*The input*:
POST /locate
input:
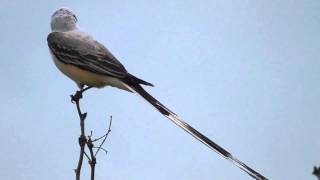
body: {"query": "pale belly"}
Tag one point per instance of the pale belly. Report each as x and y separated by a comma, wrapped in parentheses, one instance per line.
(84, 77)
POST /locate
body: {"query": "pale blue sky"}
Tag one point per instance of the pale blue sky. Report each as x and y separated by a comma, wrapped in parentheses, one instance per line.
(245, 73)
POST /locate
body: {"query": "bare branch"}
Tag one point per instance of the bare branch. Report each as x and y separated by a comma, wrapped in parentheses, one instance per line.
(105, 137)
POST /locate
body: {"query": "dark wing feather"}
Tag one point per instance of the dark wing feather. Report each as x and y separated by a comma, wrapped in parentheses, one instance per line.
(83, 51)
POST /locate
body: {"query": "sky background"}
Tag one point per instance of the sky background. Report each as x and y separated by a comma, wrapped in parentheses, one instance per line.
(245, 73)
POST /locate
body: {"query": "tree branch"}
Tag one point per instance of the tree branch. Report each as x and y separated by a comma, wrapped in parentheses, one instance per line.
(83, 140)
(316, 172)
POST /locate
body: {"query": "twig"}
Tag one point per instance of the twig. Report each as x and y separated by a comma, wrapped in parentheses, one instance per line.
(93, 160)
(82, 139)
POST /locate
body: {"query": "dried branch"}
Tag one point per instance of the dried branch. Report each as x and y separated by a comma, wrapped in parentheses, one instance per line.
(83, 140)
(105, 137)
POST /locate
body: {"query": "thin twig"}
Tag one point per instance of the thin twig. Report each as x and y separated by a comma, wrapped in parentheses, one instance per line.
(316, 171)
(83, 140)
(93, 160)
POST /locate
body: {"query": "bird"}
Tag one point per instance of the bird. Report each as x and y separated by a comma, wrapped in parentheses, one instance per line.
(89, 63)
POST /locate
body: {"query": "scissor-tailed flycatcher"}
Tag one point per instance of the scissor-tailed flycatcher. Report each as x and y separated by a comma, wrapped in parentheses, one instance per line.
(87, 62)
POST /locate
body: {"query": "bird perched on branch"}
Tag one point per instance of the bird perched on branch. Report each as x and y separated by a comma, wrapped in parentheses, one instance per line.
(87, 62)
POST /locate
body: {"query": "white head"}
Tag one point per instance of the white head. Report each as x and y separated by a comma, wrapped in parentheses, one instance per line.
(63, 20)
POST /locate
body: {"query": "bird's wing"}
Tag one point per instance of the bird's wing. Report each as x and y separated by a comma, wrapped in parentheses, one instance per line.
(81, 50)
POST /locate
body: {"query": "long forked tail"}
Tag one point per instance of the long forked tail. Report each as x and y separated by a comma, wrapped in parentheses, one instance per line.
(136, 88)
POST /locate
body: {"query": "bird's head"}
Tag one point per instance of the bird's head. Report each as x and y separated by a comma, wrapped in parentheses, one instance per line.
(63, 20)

*Aim*:
Please count the lines in the entries above that contain the word "tree". Reply with that number alone.

*Response*:
2